[ENTRIES PROVIDED Boundary: Start]

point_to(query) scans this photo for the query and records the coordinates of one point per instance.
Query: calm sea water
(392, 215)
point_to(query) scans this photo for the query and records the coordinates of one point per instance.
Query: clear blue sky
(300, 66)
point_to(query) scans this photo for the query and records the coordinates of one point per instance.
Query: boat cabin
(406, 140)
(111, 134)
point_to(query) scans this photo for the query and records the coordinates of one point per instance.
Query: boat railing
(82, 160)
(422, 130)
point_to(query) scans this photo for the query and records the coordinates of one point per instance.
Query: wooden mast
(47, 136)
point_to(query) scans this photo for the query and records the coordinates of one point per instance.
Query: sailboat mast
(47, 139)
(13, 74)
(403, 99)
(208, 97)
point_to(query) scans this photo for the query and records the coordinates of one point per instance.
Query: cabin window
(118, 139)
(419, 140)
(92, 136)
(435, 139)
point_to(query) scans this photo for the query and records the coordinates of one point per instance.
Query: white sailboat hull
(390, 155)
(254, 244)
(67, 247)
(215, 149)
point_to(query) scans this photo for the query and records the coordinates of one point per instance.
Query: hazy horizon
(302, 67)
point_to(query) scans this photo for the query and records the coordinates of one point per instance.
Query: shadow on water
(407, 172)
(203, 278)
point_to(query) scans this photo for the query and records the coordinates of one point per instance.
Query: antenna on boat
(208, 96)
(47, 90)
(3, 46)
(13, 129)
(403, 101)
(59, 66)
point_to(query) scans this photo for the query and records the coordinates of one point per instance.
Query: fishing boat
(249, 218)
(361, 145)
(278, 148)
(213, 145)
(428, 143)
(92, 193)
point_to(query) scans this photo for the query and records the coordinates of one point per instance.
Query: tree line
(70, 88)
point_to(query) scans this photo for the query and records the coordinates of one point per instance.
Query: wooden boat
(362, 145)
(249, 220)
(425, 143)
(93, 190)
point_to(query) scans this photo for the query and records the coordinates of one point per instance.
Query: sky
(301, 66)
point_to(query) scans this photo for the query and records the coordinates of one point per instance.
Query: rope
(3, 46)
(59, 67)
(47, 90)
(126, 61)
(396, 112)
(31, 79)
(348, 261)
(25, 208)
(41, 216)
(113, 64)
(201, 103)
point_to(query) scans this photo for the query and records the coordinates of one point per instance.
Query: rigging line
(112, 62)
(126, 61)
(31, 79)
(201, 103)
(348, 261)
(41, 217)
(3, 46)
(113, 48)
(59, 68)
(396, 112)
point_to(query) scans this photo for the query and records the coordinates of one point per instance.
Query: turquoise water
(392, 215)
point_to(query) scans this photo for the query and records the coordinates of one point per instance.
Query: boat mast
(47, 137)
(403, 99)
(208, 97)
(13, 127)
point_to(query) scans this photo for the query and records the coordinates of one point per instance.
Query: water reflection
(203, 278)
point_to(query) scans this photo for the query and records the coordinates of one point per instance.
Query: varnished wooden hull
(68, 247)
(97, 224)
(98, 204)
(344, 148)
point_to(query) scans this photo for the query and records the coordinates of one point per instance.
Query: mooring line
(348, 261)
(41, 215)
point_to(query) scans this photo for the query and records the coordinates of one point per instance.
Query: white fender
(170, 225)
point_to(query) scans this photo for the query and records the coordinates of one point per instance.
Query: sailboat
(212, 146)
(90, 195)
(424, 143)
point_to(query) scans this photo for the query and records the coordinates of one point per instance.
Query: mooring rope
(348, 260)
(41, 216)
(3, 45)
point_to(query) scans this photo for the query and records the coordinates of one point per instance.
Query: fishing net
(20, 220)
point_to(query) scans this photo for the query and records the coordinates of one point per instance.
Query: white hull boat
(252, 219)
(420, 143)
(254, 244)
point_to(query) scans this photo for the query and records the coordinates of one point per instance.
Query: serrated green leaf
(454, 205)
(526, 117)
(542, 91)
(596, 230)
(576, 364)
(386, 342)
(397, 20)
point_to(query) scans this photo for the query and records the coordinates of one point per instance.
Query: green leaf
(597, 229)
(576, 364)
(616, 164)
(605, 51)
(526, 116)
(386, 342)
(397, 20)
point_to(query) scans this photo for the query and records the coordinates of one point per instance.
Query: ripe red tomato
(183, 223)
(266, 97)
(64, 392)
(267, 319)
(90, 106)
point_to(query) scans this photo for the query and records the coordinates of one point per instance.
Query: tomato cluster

[ENTRIES PROVIDED Boundary: End]

• [EXERCISE BRIEF] Everything from the line containing "Query: fishing net" through the final line above must be copied exactly, with both ends kept.

• [EXERCISE OUTPUT]
Query: fishing net
(20, 220)
point_to(query) scans this photo for the query and records the coordinates of one point per instance.
Query: white hull boat
(252, 219)
(420, 143)
(254, 244)
point_to(query) scans this photo for the query and records the coordinates of one point per instance.
Query: serrated green leaf
(454, 205)
(526, 117)
(542, 91)
(596, 230)
(576, 364)
(386, 342)
(397, 20)
point_to(query) scans this photo for the query and records the coordinates of one point per instance.
Query: green leaf
(597, 229)
(576, 364)
(616, 164)
(605, 51)
(526, 116)
(386, 342)
(397, 20)
point_to(query) scans this photo for the query and records the coordinates of one point per instance.
Query: ripe red tomato
(183, 223)
(266, 97)
(64, 392)
(267, 319)
(90, 106)
point_to(query) scans this photo for the query and records the coordinates of one point per instance.
Query: tomato cluster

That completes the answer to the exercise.